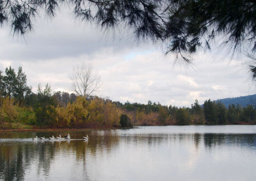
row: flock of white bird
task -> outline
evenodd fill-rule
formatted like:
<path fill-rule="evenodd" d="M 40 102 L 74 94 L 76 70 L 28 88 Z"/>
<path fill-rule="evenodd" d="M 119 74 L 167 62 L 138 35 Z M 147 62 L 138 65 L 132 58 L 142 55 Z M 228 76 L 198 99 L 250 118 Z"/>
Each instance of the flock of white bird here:
<path fill-rule="evenodd" d="M 62 138 L 61 135 L 60 135 L 60 134 L 59 134 L 59 136 L 54 137 L 52 135 L 52 137 L 49 138 L 49 140 L 62 140 L 62 139 L 65 139 L 66 140 L 70 140 L 70 135 L 68 133 L 68 135 L 67 136 L 65 136 L 64 138 Z M 37 136 L 36 136 L 36 138 L 33 138 L 33 140 L 45 140 L 45 136 L 39 138 L 39 137 L 37 137 Z M 88 135 L 86 135 L 86 136 L 83 136 L 82 140 L 84 140 L 84 141 L 88 141 L 89 140 L 89 136 Z"/>

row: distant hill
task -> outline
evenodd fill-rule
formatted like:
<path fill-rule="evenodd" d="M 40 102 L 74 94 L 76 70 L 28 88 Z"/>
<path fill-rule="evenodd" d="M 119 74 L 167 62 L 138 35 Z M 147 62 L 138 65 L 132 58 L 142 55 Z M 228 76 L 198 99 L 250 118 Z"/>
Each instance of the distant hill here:
<path fill-rule="evenodd" d="M 256 94 L 250 95 L 246 96 L 241 96 L 234 98 L 225 98 L 218 99 L 216 101 L 220 101 L 223 103 L 226 108 L 228 107 L 229 105 L 234 104 L 235 105 L 239 104 L 242 107 L 245 107 L 248 105 L 256 105 Z"/>

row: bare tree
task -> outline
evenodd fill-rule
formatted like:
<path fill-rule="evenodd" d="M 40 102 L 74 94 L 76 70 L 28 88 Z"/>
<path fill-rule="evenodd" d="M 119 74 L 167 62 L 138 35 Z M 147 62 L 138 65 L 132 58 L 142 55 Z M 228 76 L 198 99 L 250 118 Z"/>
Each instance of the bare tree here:
<path fill-rule="evenodd" d="M 93 69 L 92 64 L 85 63 L 73 67 L 72 89 L 78 95 L 89 97 L 100 88 L 100 76 Z"/>

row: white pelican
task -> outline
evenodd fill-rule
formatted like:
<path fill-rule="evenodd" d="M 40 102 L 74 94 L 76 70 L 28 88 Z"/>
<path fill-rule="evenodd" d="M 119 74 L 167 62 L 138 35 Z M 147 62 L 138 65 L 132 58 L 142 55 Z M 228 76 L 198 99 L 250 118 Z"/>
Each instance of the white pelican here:
<path fill-rule="evenodd" d="M 38 137 L 37 137 L 37 136 L 36 136 L 36 138 L 33 138 L 33 140 L 37 140 L 37 138 L 38 138 Z"/>
<path fill-rule="evenodd" d="M 53 136 L 53 135 L 52 135 L 52 137 L 49 138 L 49 140 L 54 140 L 54 138 L 55 138 L 54 136 Z"/>
<path fill-rule="evenodd" d="M 42 140 L 44 140 L 45 139 L 45 138 L 44 138 L 44 137 L 41 137 L 41 138 L 40 138 L 40 139 Z"/>
<path fill-rule="evenodd" d="M 86 136 L 83 136 L 83 140 L 87 141 L 89 140 L 89 136 L 86 134 Z"/>
<path fill-rule="evenodd" d="M 60 134 L 59 134 L 59 137 L 56 136 L 56 139 L 58 139 L 58 140 L 60 140 L 61 138 L 61 138 L 61 136 Z"/>
<path fill-rule="evenodd" d="M 68 134 L 68 136 L 65 136 L 65 139 L 70 140 L 70 135 L 69 134 L 69 133 Z"/>

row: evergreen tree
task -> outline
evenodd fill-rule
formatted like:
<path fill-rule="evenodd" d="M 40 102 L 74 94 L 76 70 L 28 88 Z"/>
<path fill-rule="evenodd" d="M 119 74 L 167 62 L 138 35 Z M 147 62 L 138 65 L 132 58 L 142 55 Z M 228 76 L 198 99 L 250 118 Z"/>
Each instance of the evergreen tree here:
<path fill-rule="evenodd" d="M 31 88 L 27 85 L 26 75 L 24 72 L 22 72 L 22 68 L 20 66 L 19 67 L 14 89 L 14 97 L 17 99 L 19 105 L 24 101 L 25 96 L 28 96 L 31 92 Z"/>
<path fill-rule="evenodd" d="M 218 124 L 216 105 L 214 102 L 212 102 L 211 99 L 204 102 L 204 113 L 207 124 Z"/>
<path fill-rule="evenodd" d="M 6 68 L 3 80 L 5 84 L 6 96 L 8 96 L 9 98 L 13 97 L 17 85 L 17 79 L 14 69 L 12 69 L 11 66 L 9 67 L 9 69 Z"/>
<path fill-rule="evenodd" d="M 51 87 L 46 84 L 44 90 L 38 85 L 36 103 L 34 108 L 36 117 L 36 124 L 54 126 L 56 121 L 55 99 L 51 96 Z"/>

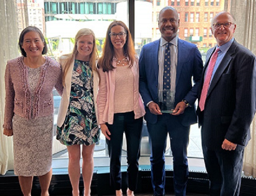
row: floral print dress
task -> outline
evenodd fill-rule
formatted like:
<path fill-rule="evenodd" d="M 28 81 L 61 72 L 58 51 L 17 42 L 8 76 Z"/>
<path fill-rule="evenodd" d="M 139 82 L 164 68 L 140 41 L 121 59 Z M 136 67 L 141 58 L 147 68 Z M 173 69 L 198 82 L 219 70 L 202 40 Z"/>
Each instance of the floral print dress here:
<path fill-rule="evenodd" d="M 92 74 L 89 62 L 75 60 L 69 106 L 63 124 L 57 128 L 56 138 L 63 144 L 88 146 L 100 139 Z"/>

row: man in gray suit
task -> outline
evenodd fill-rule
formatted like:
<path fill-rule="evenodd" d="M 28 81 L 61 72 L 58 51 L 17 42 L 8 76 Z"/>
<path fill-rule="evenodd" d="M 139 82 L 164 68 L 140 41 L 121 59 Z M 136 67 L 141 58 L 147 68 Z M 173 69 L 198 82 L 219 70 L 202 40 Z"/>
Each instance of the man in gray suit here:
<path fill-rule="evenodd" d="M 238 195 L 256 110 L 255 56 L 236 41 L 236 27 L 227 12 L 214 18 L 217 46 L 207 52 L 199 88 L 197 113 L 212 196 Z"/>

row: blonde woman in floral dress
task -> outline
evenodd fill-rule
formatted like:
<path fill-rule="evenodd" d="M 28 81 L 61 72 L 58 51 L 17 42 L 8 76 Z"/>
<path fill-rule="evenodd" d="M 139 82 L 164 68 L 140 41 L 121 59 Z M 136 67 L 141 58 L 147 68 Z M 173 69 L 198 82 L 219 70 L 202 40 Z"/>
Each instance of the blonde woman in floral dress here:
<path fill-rule="evenodd" d="M 57 121 L 57 139 L 67 146 L 68 174 L 72 195 L 79 195 L 82 144 L 84 195 L 90 195 L 94 169 L 93 152 L 100 139 L 96 113 L 98 77 L 96 64 L 98 53 L 94 33 L 80 30 L 73 52 L 61 56 L 64 86 Z"/>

**********

- Challenge:
Reproduce the whole listing above line for line, leaving out the pictures.

- Expected answer:
row: flock of white bird
task -> outline
evenodd fill-rule
formatted like:
<path fill-rule="evenodd" d="M 40 102 L 74 94 L 76 70 L 28 88 Z"/>
<path fill-rule="evenodd" d="M 119 74 L 167 62 L 138 35 Z M 147 62 L 138 65 L 132 58 L 142 55 Z M 228 76 L 198 99 L 250 118 Z"/>
Each instance of the flock of white bird here:
<path fill-rule="evenodd" d="M 62 138 L 61 135 L 60 135 L 60 134 L 59 134 L 59 136 L 54 137 L 52 135 L 52 137 L 49 138 L 49 140 L 62 140 L 62 139 L 65 139 L 66 140 L 70 140 L 70 135 L 68 133 L 68 135 L 67 136 L 65 136 L 64 138 Z M 37 136 L 36 136 L 36 138 L 33 138 L 33 140 L 45 140 L 45 136 L 39 138 L 39 137 L 37 137 Z M 88 135 L 86 135 L 86 136 L 83 136 L 82 140 L 84 140 L 84 141 L 88 141 L 89 140 L 89 136 Z"/>

row: distant hill
task -> outline
evenodd fill-rule
formatted like:
<path fill-rule="evenodd" d="M 40 102 L 74 94 L 76 70 L 28 88 Z"/>
<path fill-rule="evenodd" d="M 119 74 L 167 62 L 138 35 Z M 147 62 L 138 65 L 132 58 L 142 55 Z M 228 76 L 198 99 L 250 118 Z"/>
Each instance of the distant hill here:
<path fill-rule="evenodd" d="M 256 94 L 250 95 L 246 96 L 241 96 L 234 98 L 225 98 L 218 99 L 216 101 L 220 101 L 223 103 L 226 108 L 228 107 L 229 105 L 234 104 L 235 105 L 239 104 L 242 107 L 245 107 L 248 105 L 256 105 Z"/>

row: bare tree
task -> outline
evenodd fill-rule
formatted like:
<path fill-rule="evenodd" d="M 40 102 L 74 94 L 76 70 L 28 88 Z"/>
<path fill-rule="evenodd" d="M 119 74 L 167 62 L 138 35 Z M 147 62 L 138 65 L 132 58 L 142 55 Z M 228 76 L 198 99 L 250 118 Z"/>
Each instance of the bare tree here:
<path fill-rule="evenodd" d="M 93 69 L 92 64 L 85 63 L 73 67 L 72 89 L 78 95 L 89 97 L 100 88 L 100 76 Z"/>

row: white pelican
task -> outline
evenodd fill-rule
formatted like:
<path fill-rule="evenodd" d="M 40 102 L 74 94 L 76 70 L 28 88 Z"/>
<path fill-rule="evenodd" d="M 119 74 L 167 62 L 138 35 Z M 147 62 L 138 65 L 132 58 L 142 55 Z M 228 76 L 198 99 L 250 118 Z"/>
Each instance of the white pelican here:
<path fill-rule="evenodd" d="M 38 137 L 37 137 L 37 136 L 36 136 L 36 138 L 33 138 L 33 140 L 37 140 L 37 138 L 38 138 Z"/>
<path fill-rule="evenodd" d="M 53 136 L 53 135 L 52 135 L 52 137 L 49 138 L 49 140 L 54 140 L 54 138 L 55 138 L 54 136 Z"/>
<path fill-rule="evenodd" d="M 42 140 L 44 140 L 45 139 L 45 138 L 44 138 L 44 137 L 41 137 L 41 138 L 40 138 L 40 139 Z"/>
<path fill-rule="evenodd" d="M 86 136 L 83 136 L 83 140 L 87 141 L 89 140 L 89 136 L 86 134 Z"/>
<path fill-rule="evenodd" d="M 60 134 L 59 134 L 59 137 L 56 136 L 56 139 L 58 139 L 58 140 L 60 140 L 61 138 L 61 138 L 61 136 Z"/>
<path fill-rule="evenodd" d="M 68 134 L 68 136 L 65 136 L 65 139 L 70 140 L 70 135 L 69 134 L 69 133 Z"/>

row: evergreen tree
task -> outline
evenodd fill-rule
formatted like:
<path fill-rule="evenodd" d="M 40 102 L 74 94 L 76 70 L 28 88 Z"/>
<path fill-rule="evenodd" d="M 119 74 L 167 62 L 138 35 Z M 147 62 L 138 65 L 132 58 L 142 55 Z M 228 76 L 198 99 L 250 118 Z"/>
Each instance of the evergreen tree here:
<path fill-rule="evenodd" d="M 31 88 L 27 85 L 26 75 L 24 72 L 22 72 L 22 68 L 20 66 L 19 67 L 14 89 L 14 97 L 17 99 L 19 105 L 24 101 L 25 96 L 28 96 L 31 92 Z"/>
<path fill-rule="evenodd" d="M 218 124 L 216 105 L 214 102 L 212 102 L 211 99 L 204 102 L 204 113 L 207 124 Z"/>
<path fill-rule="evenodd" d="M 6 68 L 3 80 L 5 84 L 6 96 L 8 96 L 9 98 L 13 97 L 17 85 L 17 79 L 14 69 L 12 69 L 11 66 L 9 67 L 9 69 Z"/>
<path fill-rule="evenodd" d="M 51 87 L 46 84 L 44 90 L 38 85 L 36 103 L 34 108 L 36 117 L 36 124 L 54 126 L 56 121 L 55 99 L 51 96 Z"/>

row: floral print dress
task -> outline
evenodd fill-rule
formatted like:
<path fill-rule="evenodd" d="M 28 81 L 61 72 L 58 51 L 17 42 L 8 76 Z"/>
<path fill-rule="evenodd" d="M 139 82 L 164 68 L 140 41 L 121 59 Z M 136 67 L 141 58 L 147 68 Z M 173 69 L 198 82 L 219 70 L 202 40 Z"/>
Each instance of the floral print dress here:
<path fill-rule="evenodd" d="M 92 74 L 89 62 L 75 60 L 69 106 L 63 124 L 57 128 L 56 138 L 63 144 L 88 146 L 100 139 Z"/>

row: man in gray suit
task -> outline
evenodd fill-rule
formatted like:
<path fill-rule="evenodd" d="M 28 81 L 61 72 L 58 51 L 17 42 L 8 76 Z"/>
<path fill-rule="evenodd" d="M 139 82 L 164 68 L 140 41 L 121 59 Z M 136 67 L 141 58 L 147 68 Z M 173 69 L 198 82 L 219 70 L 202 40 Z"/>
Each instance of the man in gray suit here:
<path fill-rule="evenodd" d="M 238 195 L 256 110 L 255 56 L 236 41 L 236 27 L 227 12 L 214 18 L 217 46 L 207 52 L 199 88 L 197 113 L 212 196 Z"/>

row: blonde woman in floral dress
task -> outline
evenodd fill-rule
formatted like:
<path fill-rule="evenodd" d="M 28 81 L 61 72 L 58 51 L 17 42 L 8 76 Z"/>
<path fill-rule="evenodd" d="M 139 82 L 164 68 L 140 41 L 121 59 Z M 136 67 L 141 58 L 147 68 Z M 173 69 L 198 82 L 219 70 L 202 40 Z"/>
Each instance of the blonde woman in floral dress here:
<path fill-rule="evenodd" d="M 57 121 L 57 139 L 67 146 L 68 174 L 72 195 L 79 195 L 82 144 L 84 195 L 90 195 L 94 169 L 93 152 L 100 139 L 96 113 L 98 77 L 96 64 L 98 53 L 94 33 L 80 30 L 73 52 L 61 56 L 64 86 Z"/>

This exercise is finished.